____ Reading passage

RDFa :: HTML5 microdata

RDFa and HTML5 microdata, are, I think, basically interchangeable.

RDF and microdata both use the same fundamental triple data model. Please note that schema.org is just a specific set of vocabularies that can be used with HTML5 microdata,  HTML5 microdata goes beyond this. schema.org is a pretty good microdata tutorial though, if you remember you don’t have to use it’s vocabularies.  Here’s the actual microdata spec. Here’s a good microdata tutorial that pre-dates schema.org and is not schema.org-specific.

You can take pretty much anything that’s RDF, from any vocabularies, and use an RDFa style approach to express (basically) the same semantics is in HTML5 microdata  instead.

This is a good thing for RDF, because there’s no good way to do RDFa in HTML (or anything but xHTML which is basically an abandoned approach — RDFa needs XML namespaces).  You can go from (any) html5 microdata to RDF too — although there are a couple gaps I’ll discuss at the end.

First, let’s show how you’d do RDFa-style RDF semantics expressed in HTML5 microdata. Let’s take the complete example from the RDFa wikipedia article, as it’s small but makes us actually use a pretty complete complement of microdata features. There are in fact a couple weird details I’m not sure about.

<?xml version="1.0" encoding="UTF-8"?>
<html xmlns="http://www.w3.org/1999/xhtml"
    version="XHTML+RDFa 1.0" xml:lang="en">
    <title>John's Home Page</title>
    <base href="http://example.org/john-d/" />
    <meta property="dc:creator" content="Jonathan Doe" />
    <link rel="foaf:primaryTopic" href="http://example.org/john-d/#me" />
  <body about="http://example.org/john-d/#me">
    <h1>John's Home Page</h1>
    <p>My name is <span property="foaf:nick">John D</span> and I like
      <a href="http://www.neubauten.org/" rel="foaf:interest"
        xml:lang="de">Einstürzende Neubauten</a>.
      My <span rel="foaf:interest" resource="urn:ISBN:0752820907">favorite
      book is the inspiring <span about="urn:ISBN:0752820907"><cite
      property="dc:title">Weaving the Web</cite> by
      <span property="dc:creator">Tim Berners-Lee</span></span>

Here’s the same thing, using the same vocabularies, with HTML5 microdata. (yes, contrary to some belief, you can mix and match more than one vocabulary in microdata too, although you’ve got to spell out the complete URI for all but one in any given scope.

<html lang="en">
    <title>John's Home Page</title>
    <base href="http://example.org/john-d/" />
    <link rel="http://xmlns.com/foaf/0.1/primaryTopic" href="http://example.org/john-d/#me" />
  <body itemscope itemtype="http://purl.org/dc/elements/1.1/"  itemid="http://example.org/john-d/#me">
    <h1>John's Home Page</h1>
    <p>My name is <span itemprop="http://xmlns.com/foaf/0.1/nick">John D</span> and I like
      <a href="http://www.neubauten.org/" itemprop="http://xmlns.com/foaf/0.1/interest"

________
____ Data

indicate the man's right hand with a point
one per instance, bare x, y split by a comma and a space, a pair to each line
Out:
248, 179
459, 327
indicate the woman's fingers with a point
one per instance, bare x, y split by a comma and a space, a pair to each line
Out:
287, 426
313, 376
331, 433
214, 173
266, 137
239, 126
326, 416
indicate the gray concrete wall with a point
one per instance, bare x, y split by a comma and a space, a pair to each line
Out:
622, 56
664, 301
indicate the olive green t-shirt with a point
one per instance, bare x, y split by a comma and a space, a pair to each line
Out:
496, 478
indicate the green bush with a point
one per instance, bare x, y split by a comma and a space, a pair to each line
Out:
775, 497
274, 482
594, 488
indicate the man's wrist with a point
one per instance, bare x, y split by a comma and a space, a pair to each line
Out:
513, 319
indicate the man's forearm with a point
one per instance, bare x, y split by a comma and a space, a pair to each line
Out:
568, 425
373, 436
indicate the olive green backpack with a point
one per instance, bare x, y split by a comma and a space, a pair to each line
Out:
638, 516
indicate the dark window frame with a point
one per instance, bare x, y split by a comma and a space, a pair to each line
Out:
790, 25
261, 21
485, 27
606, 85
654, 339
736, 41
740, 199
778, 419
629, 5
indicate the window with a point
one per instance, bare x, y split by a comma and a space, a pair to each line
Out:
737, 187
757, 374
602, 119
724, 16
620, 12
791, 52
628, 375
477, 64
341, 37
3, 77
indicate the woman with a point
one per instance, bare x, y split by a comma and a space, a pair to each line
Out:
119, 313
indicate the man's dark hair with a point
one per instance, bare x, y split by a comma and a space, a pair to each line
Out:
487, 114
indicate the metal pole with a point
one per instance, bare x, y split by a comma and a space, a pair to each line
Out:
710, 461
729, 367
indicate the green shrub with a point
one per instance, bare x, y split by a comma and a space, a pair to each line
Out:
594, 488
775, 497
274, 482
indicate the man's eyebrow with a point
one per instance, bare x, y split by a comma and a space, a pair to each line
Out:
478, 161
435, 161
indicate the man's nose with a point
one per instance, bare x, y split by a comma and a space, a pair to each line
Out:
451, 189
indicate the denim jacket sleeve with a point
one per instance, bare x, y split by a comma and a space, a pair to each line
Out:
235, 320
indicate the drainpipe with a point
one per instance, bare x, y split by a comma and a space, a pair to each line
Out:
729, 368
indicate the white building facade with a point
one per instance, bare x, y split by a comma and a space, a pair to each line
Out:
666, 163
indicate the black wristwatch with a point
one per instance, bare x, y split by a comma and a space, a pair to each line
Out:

________

Repeat the passage of the post on RDFa and microdata starting at "RDFa and HTML5 microdata, are, I" and ending at "HTML5 microdata  instead.". The rows come from a different source than the post on RDFa and microdata.

[Solution to the exercise]
RDFa and HTML5 microdata, are, I think, basically interchangeable.

RDF and microdata both use the same fundamental triple data model. Please note that schema.org is just a specific set of vocabularies that can be used with HTML5 microdata,  HTML5 microdata goes beyond this. schema.org is a pretty good microdata tutorial though, if you remember you don’t have to use it’s vocabularies.  Here’s the actual microdata spec. Here’s a good microdata tutorial that pre-dates schema.org and is not schema.org-specific.

You can take pretty much anything that’s RDF, from any vocabularies, and use an RDFa style approach to express (basically) the same semantics is in HTML5 microdata  instead.